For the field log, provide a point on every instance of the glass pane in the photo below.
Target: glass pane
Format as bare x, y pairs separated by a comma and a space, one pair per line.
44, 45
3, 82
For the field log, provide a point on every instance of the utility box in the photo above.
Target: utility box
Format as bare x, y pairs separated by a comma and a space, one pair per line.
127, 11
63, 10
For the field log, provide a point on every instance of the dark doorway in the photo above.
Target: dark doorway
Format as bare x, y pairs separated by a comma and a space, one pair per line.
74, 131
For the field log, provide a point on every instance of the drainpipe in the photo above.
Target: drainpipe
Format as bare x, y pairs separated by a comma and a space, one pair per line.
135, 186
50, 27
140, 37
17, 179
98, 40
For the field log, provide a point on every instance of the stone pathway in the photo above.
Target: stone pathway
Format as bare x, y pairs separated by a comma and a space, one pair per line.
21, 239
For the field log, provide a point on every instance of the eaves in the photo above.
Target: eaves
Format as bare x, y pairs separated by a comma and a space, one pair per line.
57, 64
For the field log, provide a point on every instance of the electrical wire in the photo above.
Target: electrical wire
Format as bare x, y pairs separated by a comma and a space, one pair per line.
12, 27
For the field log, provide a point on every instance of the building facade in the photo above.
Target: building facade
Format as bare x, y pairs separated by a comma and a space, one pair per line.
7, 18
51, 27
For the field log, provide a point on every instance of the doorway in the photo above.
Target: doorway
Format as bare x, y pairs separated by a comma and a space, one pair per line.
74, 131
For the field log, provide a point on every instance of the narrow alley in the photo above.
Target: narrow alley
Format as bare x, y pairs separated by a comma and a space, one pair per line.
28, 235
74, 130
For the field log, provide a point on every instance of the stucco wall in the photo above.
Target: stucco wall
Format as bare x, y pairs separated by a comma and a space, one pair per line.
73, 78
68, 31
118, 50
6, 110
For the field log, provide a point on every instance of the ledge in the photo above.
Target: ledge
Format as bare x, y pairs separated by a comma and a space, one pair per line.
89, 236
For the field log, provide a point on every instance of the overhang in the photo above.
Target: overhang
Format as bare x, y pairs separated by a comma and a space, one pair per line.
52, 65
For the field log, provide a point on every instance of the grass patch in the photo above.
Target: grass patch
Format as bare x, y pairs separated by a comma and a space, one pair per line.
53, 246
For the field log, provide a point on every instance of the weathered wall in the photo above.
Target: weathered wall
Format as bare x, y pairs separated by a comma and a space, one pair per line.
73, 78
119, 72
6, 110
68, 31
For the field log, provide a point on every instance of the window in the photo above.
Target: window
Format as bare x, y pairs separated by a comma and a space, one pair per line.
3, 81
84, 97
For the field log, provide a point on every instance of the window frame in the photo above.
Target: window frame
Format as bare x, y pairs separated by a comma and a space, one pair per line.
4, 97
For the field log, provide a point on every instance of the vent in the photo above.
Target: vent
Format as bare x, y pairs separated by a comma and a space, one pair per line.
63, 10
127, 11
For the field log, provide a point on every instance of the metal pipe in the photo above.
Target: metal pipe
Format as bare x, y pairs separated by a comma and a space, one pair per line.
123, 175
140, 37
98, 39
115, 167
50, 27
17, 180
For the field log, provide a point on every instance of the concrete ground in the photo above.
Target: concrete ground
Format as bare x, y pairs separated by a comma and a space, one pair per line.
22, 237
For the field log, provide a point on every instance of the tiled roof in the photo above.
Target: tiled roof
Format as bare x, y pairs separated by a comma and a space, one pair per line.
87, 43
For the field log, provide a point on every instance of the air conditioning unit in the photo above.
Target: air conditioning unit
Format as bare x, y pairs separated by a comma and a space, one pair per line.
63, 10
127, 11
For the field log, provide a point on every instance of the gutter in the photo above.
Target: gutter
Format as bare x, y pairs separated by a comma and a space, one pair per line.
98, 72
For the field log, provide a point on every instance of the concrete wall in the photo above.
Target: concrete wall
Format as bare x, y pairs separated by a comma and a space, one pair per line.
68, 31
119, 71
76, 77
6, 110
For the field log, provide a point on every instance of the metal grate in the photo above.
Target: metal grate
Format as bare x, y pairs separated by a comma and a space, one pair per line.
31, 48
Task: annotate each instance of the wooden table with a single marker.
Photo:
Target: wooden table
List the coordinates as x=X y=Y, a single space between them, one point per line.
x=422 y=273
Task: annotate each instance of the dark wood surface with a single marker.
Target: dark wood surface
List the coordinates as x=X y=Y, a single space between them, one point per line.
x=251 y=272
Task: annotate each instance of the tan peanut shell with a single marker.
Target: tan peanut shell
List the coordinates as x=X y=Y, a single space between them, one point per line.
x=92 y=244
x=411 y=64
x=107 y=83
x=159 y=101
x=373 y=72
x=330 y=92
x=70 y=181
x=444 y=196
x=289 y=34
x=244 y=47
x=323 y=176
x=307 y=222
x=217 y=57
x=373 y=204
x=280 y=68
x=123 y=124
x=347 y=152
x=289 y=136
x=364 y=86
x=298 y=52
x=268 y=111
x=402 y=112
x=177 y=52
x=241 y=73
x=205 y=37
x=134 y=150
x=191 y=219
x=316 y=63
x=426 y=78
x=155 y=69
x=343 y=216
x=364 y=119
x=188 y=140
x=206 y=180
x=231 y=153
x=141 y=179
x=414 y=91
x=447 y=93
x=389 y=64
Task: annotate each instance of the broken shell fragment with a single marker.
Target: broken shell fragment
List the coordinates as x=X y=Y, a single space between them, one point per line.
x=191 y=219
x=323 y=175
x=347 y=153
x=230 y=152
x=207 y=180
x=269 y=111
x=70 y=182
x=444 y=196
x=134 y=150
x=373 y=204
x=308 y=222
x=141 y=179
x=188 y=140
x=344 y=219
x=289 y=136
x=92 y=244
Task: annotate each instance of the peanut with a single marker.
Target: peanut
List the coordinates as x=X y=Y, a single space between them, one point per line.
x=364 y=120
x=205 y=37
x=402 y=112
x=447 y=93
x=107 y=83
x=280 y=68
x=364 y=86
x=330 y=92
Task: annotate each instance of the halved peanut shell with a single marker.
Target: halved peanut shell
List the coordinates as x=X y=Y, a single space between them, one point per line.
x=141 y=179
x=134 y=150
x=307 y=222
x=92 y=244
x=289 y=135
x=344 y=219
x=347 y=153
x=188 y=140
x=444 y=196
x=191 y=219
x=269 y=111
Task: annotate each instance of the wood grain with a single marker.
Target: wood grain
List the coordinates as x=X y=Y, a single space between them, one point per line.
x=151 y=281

• _DESCRIPTION OF THE TASK_: Here the goal is to repeat each entry exactly.

• _SOLVED EXERCISE_:
For the field log, provide a point on every instance of the glass pane in the photo below.
Target: glass pane
Format as bare x, y pairs separated by a comma and a space, one pair per line.
44, 45
3, 82
For the field log, provide a point on every instance of the utility box in the photo above.
Target: utility box
Format as bare x, y pairs separated by a comma and a space, one pair per line.
127, 11
63, 10
For the field log, provide a point on every instance of the dark doorway in the photo above.
Target: dark doorway
Format as bare x, y pairs separated by a comma and a space, one pair per line.
74, 131
For the field log, provide a point on every instance of the drainpipe in the photo above.
Target: drainpipe
Format as bare x, y pairs separated by a comma and a space, one pair per line.
135, 186
50, 27
140, 37
17, 179
98, 40
For the field log, provide a point on every instance of the stone pathway in the photo above.
Target: stone pathway
Format as bare x, y pairs separated by a comma and a space, one pair per line.
21, 239
For the field log, provide a point on every instance of the eaves in the photo above.
Target: eaves
Format as bare x, y pairs separated by a comma and a space, one pair per line.
57, 64
For the field log, provide a point on every instance of the electrical wire in the photo above.
Target: electrical wire
Format as bare x, y pairs separated by a comma and a space, one pair per line.
12, 27
For the field log, provide a point on every instance of the building facade in the photo above.
Target: building facade
Format as bare x, y pairs separated by a comma and a space, one pair per line.
7, 18
51, 27
For the field log, provide a point on every instance of the doorway in the photo above.
Target: doorway
Format as bare x, y pairs separated by a comma and a space, one pair per line.
74, 131
For the field log, provide a point on every instance of the narrow alley in the photo above.
Target: narrow alley
Format as bare x, y pairs separated by a comma and a space, one pair per line.
28, 235
74, 130
For the field log, provide a point on every instance of the stucco wall in the photo above.
Target: stucco wall
Format as bare x, y pairs separated by a comma and a space, one pair per line.
73, 78
68, 31
118, 50
6, 110
For the field log, provide a point on every instance of the ledge in the photo above.
Target: ledge
Format as bare x, y pairs separated by a comma and a space, one pair per line.
89, 236
For the field log, provide a point on every instance of the overhang in the photo above.
Target: overhang
Format as bare x, y pairs separated by a comma and a space, one pair per line.
52, 65
For the field log, provide a point on every instance of the grass patch in the photo above.
Target: grass patch
Format as bare x, y pairs separated by a comma and a space, one pair per line.
53, 246
For the field log, provide a point on every instance of the weathered wall in the photo above.
Target: weathered wall
Format as bare x, y pairs separated by a comma and a space, one pair per line.
73, 78
119, 72
6, 110
68, 31
For the field log, provide a point on every instance of the window in the photo above.
Target: window
Format as bare x, y pairs separated by a comma and a space, one pair per line.
3, 81
84, 97
For the field log, provide a point on every instance of the window frame in the photo above.
Target: window frame
Format as bare x, y pairs separated by a comma and a space, one pair per line.
4, 97
For the field log, provide a point on every instance of the vent in the photo above.
Target: vent
Format as bare x, y pairs separated by a comma and a space, one pair per line.
63, 10
127, 11
For the field log, provide a point on every instance of the metal pipe in the photo above.
Target: metal pipe
Format as bare x, y pairs separated by a comma and a space, one pair per line.
123, 175
140, 37
98, 39
115, 167
50, 27
17, 180
For the field log, provide a point on every instance of the concrete ground in the photo above.
Target: concrete ground
Format as bare x, y pairs separated by a comma and a space, one pair per line.
22, 237
For the field log, provide a point on every instance of the tiled roof in the photo above.
Target: tiled roof
Format as bare x, y pairs separated by a comma and a space, one pair per line.
87, 43
For the field log, provide a point on every instance of the air conditioning unit in the photo above.
Target: air conditioning unit
Format as bare x, y pairs separated by a comma and a space, one pair per line.
63, 10
127, 11
For the field log, provide a point on every instance of the gutter in the photo above.
Target: gutter
Format as bare x, y pairs separated by a comma and a space, one pair per line.
98, 72
For the field log, provide a point on every instance of the concrete wall in the photo above.
Target: concrete wall
Format as bare x, y pairs separated by a comma and a space, one pair per line.
68, 31
119, 71
76, 77
6, 110
For the field log, provide a point on every instance of the metal grate in the photo above.
Target: metal grate
Format as bare x, y pairs separated by a comma and a space, one pair per line.
31, 48
Task: annotate each instance of the wooden table with a single marker.
Photo:
Target: wooden table
List the coordinates as x=X y=Y, a single space between them, one point per line.
x=422 y=273
Task: annotate each instance of the dark wood surface with a single marker.
Target: dark wood surface
List the coordinates as x=X y=Y, a single space between them, one point per line.
x=251 y=272
Task: annotate each instance of the tan peanut shell with a single marker.
Target: tan peanut shell
List the coordinates as x=X y=Y, a single space between them, one point per line.
x=92 y=244
x=411 y=64
x=107 y=83
x=159 y=101
x=373 y=72
x=330 y=92
x=70 y=181
x=444 y=196
x=289 y=34
x=244 y=47
x=323 y=176
x=307 y=222
x=217 y=57
x=373 y=204
x=280 y=68
x=123 y=124
x=347 y=152
x=289 y=136
x=364 y=86
x=298 y=52
x=268 y=111
x=402 y=112
x=177 y=52
x=241 y=73
x=205 y=37
x=134 y=150
x=191 y=219
x=316 y=63
x=426 y=78
x=155 y=69
x=343 y=216
x=364 y=119
x=188 y=140
x=206 y=180
x=231 y=153
x=141 y=179
x=414 y=91
x=447 y=93
x=389 y=64
Task: annotate each instance of the broken shell fragment with a single marker.
Target: broken shell fragment
List the coordinates as x=X y=Y, a single space between them, one point per line.
x=191 y=219
x=323 y=175
x=347 y=153
x=230 y=152
x=207 y=180
x=269 y=111
x=70 y=182
x=444 y=196
x=134 y=150
x=373 y=204
x=308 y=222
x=141 y=179
x=188 y=140
x=344 y=219
x=289 y=136
x=92 y=244
Task: annotate each instance of the peanut with a single marker.
Target: peanut
List the coordinates as x=X y=Y, a single space between them, one point per line.
x=364 y=120
x=205 y=37
x=402 y=112
x=447 y=93
x=107 y=83
x=280 y=68
x=364 y=86
x=330 y=92
Task: annotate each instance of the halved peanut shell with a single marker.
Target: halved peanut shell
List the coordinates as x=X y=Y, a single space between them, one point per line.
x=141 y=179
x=134 y=150
x=307 y=222
x=92 y=244
x=289 y=135
x=344 y=219
x=347 y=153
x=188 y=140
x=444 y=196
x=191 y=219
x=269 y=111
Task: annotate each instance of the wood grain with a single marker.
Target: wood grain
List the coordinates as x=X y=Y, a single space between them, one point per line.
x=151 y=281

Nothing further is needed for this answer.